* **Brief**
Identify, in the records below, every line where the string "door" appears, and copy each such line.

[Image-grounded pointing data]
....
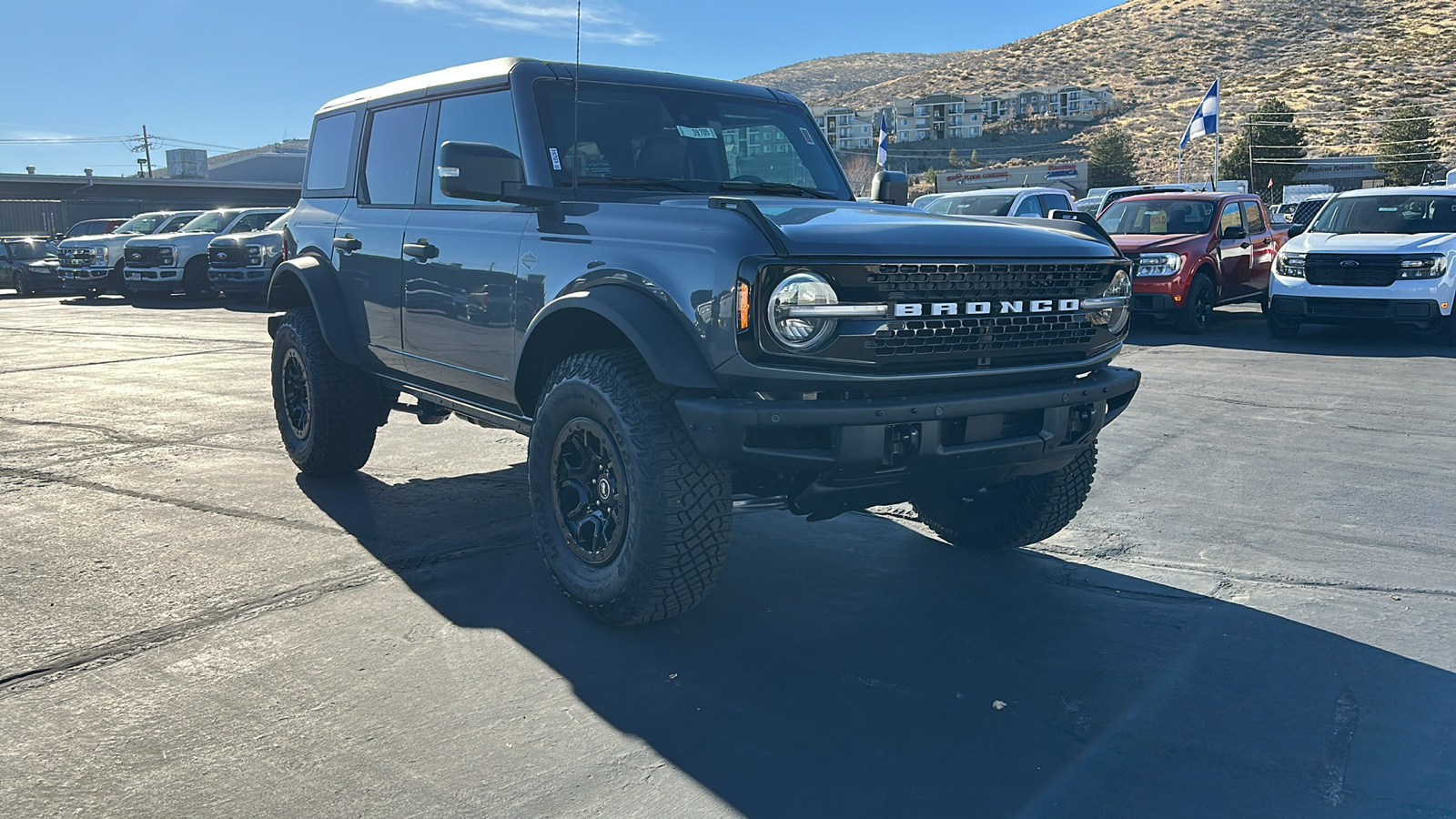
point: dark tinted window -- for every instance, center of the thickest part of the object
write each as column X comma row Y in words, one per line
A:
column 329, row 152
column 1254, row 217
column 477, row 118
column 392, row 157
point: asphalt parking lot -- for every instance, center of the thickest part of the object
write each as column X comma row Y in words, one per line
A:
column 1254, row 615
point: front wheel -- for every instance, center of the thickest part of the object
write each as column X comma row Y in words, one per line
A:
column 325, row 409
column 1009, row 515
column 631, row 519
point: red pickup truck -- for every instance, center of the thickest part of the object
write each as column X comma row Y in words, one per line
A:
column 1193, row 252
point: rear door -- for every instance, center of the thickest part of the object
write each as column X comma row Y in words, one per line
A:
column 462, row 259
column 370, row 234
column 1263, row 247
column 1234, row 251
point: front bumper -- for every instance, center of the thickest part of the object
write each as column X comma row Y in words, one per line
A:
column 875, row 450
column 239, row 278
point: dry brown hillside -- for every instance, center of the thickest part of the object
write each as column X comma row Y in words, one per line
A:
column 1347, row 60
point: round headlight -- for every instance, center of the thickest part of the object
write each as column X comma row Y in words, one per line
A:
column 801, row 288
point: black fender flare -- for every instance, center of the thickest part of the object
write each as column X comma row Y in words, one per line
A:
column 309, row 283
column 669, row 349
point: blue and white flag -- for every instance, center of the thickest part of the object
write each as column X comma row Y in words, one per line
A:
column 1206, row 120
column 883, row 157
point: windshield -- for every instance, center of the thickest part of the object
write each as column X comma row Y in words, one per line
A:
column 29, row 249
column 145, row 223
column 641, row 137
column 280, row 223
column 1158, row 217
column 210, row 222
column 1395, row 213
column 990, row 205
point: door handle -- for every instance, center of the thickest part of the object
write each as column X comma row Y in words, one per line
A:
column 421, row 249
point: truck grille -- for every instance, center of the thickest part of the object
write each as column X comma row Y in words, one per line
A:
column 228, row 257
column 1361, row 270
column 143, row 257
column 77, row 257
column 932, row 337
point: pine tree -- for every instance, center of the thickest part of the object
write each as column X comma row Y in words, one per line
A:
column 1111, row 159
column 1276, row 136
column 1407, row 153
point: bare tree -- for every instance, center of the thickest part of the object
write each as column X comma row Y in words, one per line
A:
column 861, row 171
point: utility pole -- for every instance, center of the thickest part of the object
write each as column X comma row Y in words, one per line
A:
column 146, row 146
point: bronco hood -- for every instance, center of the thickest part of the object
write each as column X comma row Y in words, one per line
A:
column 868, row 229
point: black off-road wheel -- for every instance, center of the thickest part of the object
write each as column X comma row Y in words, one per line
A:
column 327, row 410
column 1280, row 329
column 1009, row 515
column 196, row 281
column 1198, row 315
column 631, row 519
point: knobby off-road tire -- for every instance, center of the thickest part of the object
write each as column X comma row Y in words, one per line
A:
column 631, row 519
column 327, row 409
column 1198, row 315
column 1016, row 513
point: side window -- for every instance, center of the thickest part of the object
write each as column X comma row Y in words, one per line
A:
column 1254, row 217
column 477, row 118
column 1229, row 217
column 392, row 155
column 329, row 152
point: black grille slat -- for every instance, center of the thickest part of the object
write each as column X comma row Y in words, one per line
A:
column 1368, row 270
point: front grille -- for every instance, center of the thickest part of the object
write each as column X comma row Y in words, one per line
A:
column 1363, row 270
column 143, row 257
column 228, row 257
column 989, row 334
column 986, row 280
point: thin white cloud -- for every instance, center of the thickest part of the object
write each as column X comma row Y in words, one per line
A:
column 602, row 22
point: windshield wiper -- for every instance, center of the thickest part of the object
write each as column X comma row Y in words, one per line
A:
column 633, row 182
column 776, row 188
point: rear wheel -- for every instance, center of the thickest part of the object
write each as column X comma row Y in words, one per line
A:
column 1198, row 314
column 1016, row 513
column 327, row 410
column 631, row 519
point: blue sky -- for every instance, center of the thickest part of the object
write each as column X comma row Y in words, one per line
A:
column 258, row 73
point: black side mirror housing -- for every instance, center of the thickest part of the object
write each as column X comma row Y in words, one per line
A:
column 478, row 171
column 890, row 187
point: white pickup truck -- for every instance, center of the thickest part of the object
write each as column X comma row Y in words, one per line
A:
column 167, row 263
column 1378, row 256
column 92, row 264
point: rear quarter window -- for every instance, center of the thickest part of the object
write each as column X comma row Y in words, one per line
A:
column 329, row 152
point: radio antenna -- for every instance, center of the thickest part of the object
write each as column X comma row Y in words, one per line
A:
column 575, row 109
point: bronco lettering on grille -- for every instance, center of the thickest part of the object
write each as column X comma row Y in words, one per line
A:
column 989, row 308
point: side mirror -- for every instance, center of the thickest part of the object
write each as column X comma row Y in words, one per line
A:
column 890, row 187
column 478, row 171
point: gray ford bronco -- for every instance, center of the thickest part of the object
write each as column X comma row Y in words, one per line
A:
column 667, row 283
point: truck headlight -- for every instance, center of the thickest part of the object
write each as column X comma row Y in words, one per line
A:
column 1423, row 267
column 1159, row 264
column 1111, row 308
column 801, row 288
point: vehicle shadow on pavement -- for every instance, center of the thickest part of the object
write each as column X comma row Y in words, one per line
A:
column 858, row 668
column 1245, row 329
....
* **Reply**
point: rear door -- for every instance, center of the thickest part of the object
point: door handle -- for every instance, center of the thickest part of the object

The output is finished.